• _Task brief_
Rewrite the data from its first line through the line containing "[[393, 239], [441, 235]]", changing "spot" to "locate" and leaving everything else untouched.

** START **

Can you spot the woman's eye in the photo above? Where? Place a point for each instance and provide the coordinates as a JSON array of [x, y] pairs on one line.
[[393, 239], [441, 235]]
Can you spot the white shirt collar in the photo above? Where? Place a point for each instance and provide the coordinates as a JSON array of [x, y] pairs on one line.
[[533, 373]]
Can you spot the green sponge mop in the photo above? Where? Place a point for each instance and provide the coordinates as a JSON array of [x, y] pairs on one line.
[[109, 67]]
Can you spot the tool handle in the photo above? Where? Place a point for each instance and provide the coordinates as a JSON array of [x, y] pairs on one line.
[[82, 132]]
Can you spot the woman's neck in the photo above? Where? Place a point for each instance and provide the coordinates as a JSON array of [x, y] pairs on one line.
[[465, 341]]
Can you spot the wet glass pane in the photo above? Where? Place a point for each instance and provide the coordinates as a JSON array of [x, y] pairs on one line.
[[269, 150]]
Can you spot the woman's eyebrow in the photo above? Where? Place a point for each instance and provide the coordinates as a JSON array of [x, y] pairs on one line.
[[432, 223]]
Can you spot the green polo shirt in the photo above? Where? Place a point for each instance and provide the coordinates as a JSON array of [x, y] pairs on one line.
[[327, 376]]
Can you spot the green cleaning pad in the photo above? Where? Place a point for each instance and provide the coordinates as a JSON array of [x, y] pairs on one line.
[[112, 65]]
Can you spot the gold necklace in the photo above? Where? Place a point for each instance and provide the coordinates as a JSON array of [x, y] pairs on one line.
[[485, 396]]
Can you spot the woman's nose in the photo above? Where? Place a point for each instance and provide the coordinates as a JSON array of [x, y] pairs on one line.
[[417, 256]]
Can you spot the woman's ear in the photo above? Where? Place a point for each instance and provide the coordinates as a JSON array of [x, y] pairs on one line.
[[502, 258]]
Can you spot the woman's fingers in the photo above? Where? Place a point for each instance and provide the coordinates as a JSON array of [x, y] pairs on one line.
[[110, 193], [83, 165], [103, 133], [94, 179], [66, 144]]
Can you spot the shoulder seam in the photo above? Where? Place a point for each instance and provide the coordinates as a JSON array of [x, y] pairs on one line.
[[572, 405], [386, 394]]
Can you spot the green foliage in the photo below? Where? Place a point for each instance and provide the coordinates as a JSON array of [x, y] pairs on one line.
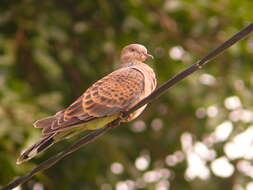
[[51, 51]]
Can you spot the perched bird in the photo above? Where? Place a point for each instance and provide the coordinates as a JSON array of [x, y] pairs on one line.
[[101, 103]]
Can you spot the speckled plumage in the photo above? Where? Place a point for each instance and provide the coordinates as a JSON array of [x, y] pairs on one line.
[[101, 103]]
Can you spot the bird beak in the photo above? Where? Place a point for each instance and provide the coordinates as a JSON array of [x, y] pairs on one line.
[[148, 56]]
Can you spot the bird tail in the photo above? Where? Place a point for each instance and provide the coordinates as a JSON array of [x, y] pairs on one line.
[[36, 148]]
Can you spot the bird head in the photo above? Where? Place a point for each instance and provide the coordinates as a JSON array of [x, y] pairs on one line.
[[134, 53]]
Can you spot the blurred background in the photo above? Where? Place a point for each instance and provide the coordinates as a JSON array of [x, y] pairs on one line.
[[199, 135]]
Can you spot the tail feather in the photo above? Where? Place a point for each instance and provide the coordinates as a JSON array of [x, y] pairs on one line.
[[36, 148]]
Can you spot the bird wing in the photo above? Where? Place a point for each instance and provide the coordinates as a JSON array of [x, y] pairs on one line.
[[112, 94]]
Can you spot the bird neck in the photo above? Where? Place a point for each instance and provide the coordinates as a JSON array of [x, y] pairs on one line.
[[132, 63]]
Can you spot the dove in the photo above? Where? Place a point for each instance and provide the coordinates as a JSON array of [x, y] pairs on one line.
[[101, 103]]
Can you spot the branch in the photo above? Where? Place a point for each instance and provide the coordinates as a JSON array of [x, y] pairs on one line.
[[91, 136]]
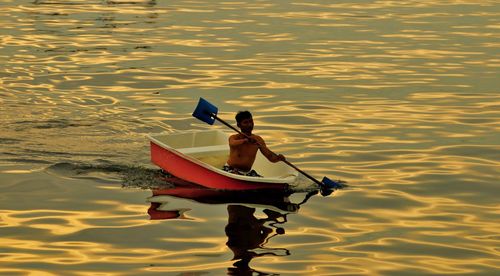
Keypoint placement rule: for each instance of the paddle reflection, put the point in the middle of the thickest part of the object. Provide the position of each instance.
(248, 234)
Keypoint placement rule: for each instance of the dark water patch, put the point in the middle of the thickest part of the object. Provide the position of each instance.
(49, 124)
(105, 171)
(9, 141)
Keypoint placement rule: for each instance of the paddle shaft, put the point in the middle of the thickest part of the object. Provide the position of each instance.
(286, 161)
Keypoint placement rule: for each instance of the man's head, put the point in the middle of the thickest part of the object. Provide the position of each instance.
(244, 121)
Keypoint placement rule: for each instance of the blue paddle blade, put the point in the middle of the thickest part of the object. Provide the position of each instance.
(205, 111)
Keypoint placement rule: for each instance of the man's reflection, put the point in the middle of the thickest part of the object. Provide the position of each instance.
(246, 233)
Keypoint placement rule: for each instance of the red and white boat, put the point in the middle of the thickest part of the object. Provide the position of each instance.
(198, 157)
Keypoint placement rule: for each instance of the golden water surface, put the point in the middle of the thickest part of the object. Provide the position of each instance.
(401, 99)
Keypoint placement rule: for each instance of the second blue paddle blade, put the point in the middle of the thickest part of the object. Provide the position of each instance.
(205, 111)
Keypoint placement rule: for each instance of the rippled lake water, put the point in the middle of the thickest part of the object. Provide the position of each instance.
(401, 99)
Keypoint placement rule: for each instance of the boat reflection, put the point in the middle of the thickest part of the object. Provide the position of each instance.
(247, 234)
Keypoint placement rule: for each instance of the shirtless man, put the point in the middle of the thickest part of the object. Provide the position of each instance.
(243, 150)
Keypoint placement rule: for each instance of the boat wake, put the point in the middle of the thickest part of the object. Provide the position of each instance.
(141, 177)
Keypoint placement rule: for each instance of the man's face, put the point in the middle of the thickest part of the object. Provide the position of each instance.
(246, 125)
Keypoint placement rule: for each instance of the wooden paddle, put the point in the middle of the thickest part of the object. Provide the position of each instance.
(207, 113)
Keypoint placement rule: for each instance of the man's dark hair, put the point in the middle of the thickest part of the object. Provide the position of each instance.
(242, 115)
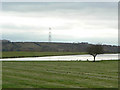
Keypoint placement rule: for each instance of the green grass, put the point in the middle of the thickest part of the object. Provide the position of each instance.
(13, 54)
(60, 74)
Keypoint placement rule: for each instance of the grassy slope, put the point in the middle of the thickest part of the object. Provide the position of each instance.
(60, 74)
(36, 54)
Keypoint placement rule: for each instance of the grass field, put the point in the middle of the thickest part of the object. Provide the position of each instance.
(60, 74)
(13, 54)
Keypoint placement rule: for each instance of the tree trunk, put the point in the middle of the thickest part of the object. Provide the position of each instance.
(94, 58)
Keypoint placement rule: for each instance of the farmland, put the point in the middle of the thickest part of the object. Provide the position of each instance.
(60, 74)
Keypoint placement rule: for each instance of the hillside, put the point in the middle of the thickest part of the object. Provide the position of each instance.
(52, 47)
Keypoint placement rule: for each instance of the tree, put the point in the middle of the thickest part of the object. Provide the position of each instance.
(94, 50)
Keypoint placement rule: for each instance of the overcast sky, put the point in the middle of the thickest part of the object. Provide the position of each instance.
(70, 22)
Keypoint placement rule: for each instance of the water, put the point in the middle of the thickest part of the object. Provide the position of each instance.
(66, 58)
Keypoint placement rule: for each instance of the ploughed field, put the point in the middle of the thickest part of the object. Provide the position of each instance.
(60, 74)
(18, 54)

** END **

• _Result below_
Can you locate the woman's eye in the photo above? Where? Place a point for each instance and provide the coordinates as a JSON array of [x, y] pairs on one line.
[[393, 239], [441, 235]]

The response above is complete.